(Image location labeling entries)
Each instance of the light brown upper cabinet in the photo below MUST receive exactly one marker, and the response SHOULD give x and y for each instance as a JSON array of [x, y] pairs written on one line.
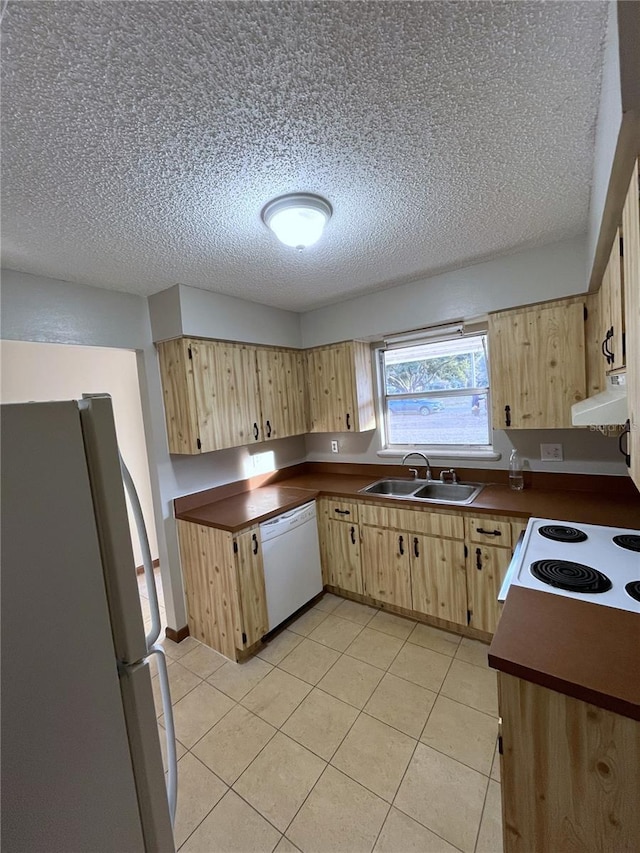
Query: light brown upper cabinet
[[612, 333], [538, 365], [219, 394], [283, 392], [631, 263], [340, 388]]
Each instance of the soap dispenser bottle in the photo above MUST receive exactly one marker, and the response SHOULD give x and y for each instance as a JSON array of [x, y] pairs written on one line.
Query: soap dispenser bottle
[[516, 478]]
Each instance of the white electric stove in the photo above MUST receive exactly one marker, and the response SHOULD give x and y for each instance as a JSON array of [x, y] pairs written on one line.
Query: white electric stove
[[585, 561]]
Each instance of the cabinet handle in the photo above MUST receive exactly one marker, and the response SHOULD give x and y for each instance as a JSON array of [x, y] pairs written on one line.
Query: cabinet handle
[[607, 352], [625, 453], [488, 532]]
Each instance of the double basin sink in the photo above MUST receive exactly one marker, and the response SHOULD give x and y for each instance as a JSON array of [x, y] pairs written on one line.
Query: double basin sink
[[425, 490]]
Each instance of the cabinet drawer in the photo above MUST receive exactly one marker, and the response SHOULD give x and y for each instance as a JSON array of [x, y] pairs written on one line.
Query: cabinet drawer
[[431, 523], [494, 531], [341, 510]]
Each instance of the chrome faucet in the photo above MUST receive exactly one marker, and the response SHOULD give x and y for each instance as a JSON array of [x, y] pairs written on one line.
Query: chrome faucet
[[427, 474]]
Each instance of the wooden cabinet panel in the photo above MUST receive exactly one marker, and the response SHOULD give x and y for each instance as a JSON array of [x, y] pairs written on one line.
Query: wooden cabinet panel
[[537, 363], [517, 527], [282, 383], [486, 568], [253, 597], [386, 569], [631, 261], [489, 530], [210, 583], [341, 555], [179, 396], [420, 521], [616, 306], [340, 509], [569, 773], [596, 363], [340, 388], [438, 578], [226, 392]]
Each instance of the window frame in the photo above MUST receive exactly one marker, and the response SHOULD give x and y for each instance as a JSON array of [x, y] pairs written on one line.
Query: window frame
[[471, 451]]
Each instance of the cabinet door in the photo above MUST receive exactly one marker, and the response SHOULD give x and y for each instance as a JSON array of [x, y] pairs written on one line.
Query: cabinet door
[[438, 579], [226, 392], [386, 571], [176, 374], [331, 389], [631, 236], [342, 549], [282, 386], [486, 568], [615, 320], [253, 597], [210, 584], [537, 359]]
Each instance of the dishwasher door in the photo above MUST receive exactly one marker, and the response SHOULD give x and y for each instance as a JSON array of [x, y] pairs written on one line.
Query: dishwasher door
[[291, 559]]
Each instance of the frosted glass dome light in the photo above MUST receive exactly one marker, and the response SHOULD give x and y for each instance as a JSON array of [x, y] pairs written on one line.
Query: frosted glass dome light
[[297, 220]]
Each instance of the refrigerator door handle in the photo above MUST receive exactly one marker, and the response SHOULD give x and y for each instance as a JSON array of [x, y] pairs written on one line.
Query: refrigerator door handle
[[147, 562], [172, 761]]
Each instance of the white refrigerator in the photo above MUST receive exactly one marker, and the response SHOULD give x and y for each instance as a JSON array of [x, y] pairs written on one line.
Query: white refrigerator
[[81, 762]]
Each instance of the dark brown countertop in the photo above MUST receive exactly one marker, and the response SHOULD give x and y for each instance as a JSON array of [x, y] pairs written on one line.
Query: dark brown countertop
[[218, 508], [574, 647]]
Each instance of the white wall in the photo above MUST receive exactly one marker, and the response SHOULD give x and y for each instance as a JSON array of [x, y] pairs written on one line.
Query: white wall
[[39, 372], [607, 132], [530, 276], [185, 310], [36, 308]]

## Your task
Edit the material above so that each "Query" becomes "Object" and nothing else changes. Omit the pictures from your version.

## Output below
Each instance of the light brown upper cabinet in the photo below MUST receive exactly one marker, and the response SHOULD give x and y for each instance as a JSON array of [x, y] pairs written on one line.
Object: light brown upper cabinet
[[612, 333], [538, 365], [219, 394], [283, 392], [631, 263], [340, 388]]
Each instance of the soap dispenser bottle in the photo above MUST receive exactly one marker, and the response SHOULD give x and y for each instance as a JSON array of [x, y] pairs written on one line.
Object: soap dispenser bottle
[[516, 478]]
Each instance of the white electric stove in the photo above MUST receive exactly one marker, and the response SHOULD give x and y for each instance as a JSON array of [x, y] pairs written on one line.
Object: white electric stove
[[585, 561]]
Each instance of the cabinet handle in the photo above MUST receive exactly one marker, and the response SHOULD give x and y for each instance as a JSON array of [x, y] pairs written on one line.
Object: cabinet handle
[[607, 352], [625, 453], [488, 532]]
Each instance of the double basin sink in the photo above MUST receive exactly one marker, and the response SHOULD give x and y for each instance as a JSON array of [x, y] pairs written on one line.
Object: double basin sink
[[425, 490]]
Each instance of the cabinet drawer in the photo above MUST receive exactly one marker, and the response SHOULD give x and y for each instance as a JSON array of [x, y] pairs written on one line.
Object: cabinet drawer
[[431, 523], [494, 531], [341, 510]]
Each instance of the chrome faucet in the photo above MUST receive exactly one marker, and the response SHOULD give x and y for each instance as a JSON array of [x, y] pairs written on one line.
Object: chrome faucet
[[427, 474]]
Each instance of the wooden cabinet panel in the photo above MUST receive exactly one marker, and the response SHOULD give x and y for each instance as a JSON array of [x, y] pairs written on one line.
Object: wooden cabinet panel
[[537, 363], [517, 527], [282, 383], [486, 568], [253, 597], [386, 569], [631, 261], [489, 530], [210, 583], [341, 555], [179, 396], [420, 521], [616, 306], [340, 509], [569, 773], [596, 363], [340, 388], [438, 578], [226, 392]]
Each instance of the window frame in the photo above MUST receive exactly one marker, and the response SHOULD give x and y for each instance as a JSON array of [x, y] pairs written on one line.
Object: window frame
[[471, 451]]
Each instance of the cabinet door in the photo above MUST receive exactly one marker, and the response SHOULD give x and y for each instance as a JSON array of [x, y] pairs written on one line.
Object: cabinet door
[[438, 579], [226, 392], [386, 571], [176, 374], [331, 389], [631, 236], [342, 549], [282, 386], [486, 568], [615, 320], [253, 597], [210, 584], [537, 359]]
Each instance of the dishwasher door in the photo above MUST receive exactly one marker, and the response SHOULD give x and y for each instance as a JSON array of [x, y] pairs written on one line.
Object: dishwasher door
[[291, 559]]
Each instance of the frosted glass dome light in the photo above MUST receive exactly one marker, and the response SHOULD give x and y for each instance as a JSON array of [x, y] pairs written on one line.
Object: frosted glass dome light
[[297, 220]]
Each instance of the refrigerator door handle in the photo above MUST receive exactly one marker, and the response SHOULD give x and y for each instance as a JSON array of [x, y] pairs written on one line.
Object: refrigerator door handle
[[147, 562], [172, 761]]
Each instance of the white refrigerator in the photo above MUST receive exactly one marker, and the response SHOULD give x and y for each instance as a JSON array of [x, y] pairs written on one line.
Object: white refrigerator
[[81, 762]]
Each instance of the dark brown countertop in the photo above MUST receive exactly one marker, and the response SHOULD give x and y for each instance as a JSON array of [x, y] pairs written on one line.
Object: dark brown countertop
[[218, 508], [574, 647]]
Each instance of the white wall in the photo above MUST receive exactly one marker, and the response SHOULD give x and y for each instance as a JSON array of [x, y] pairs written on one line.
Object: white wall
[[39, 372], [607, 132], [530, 276], [185, 310], [36, 308]]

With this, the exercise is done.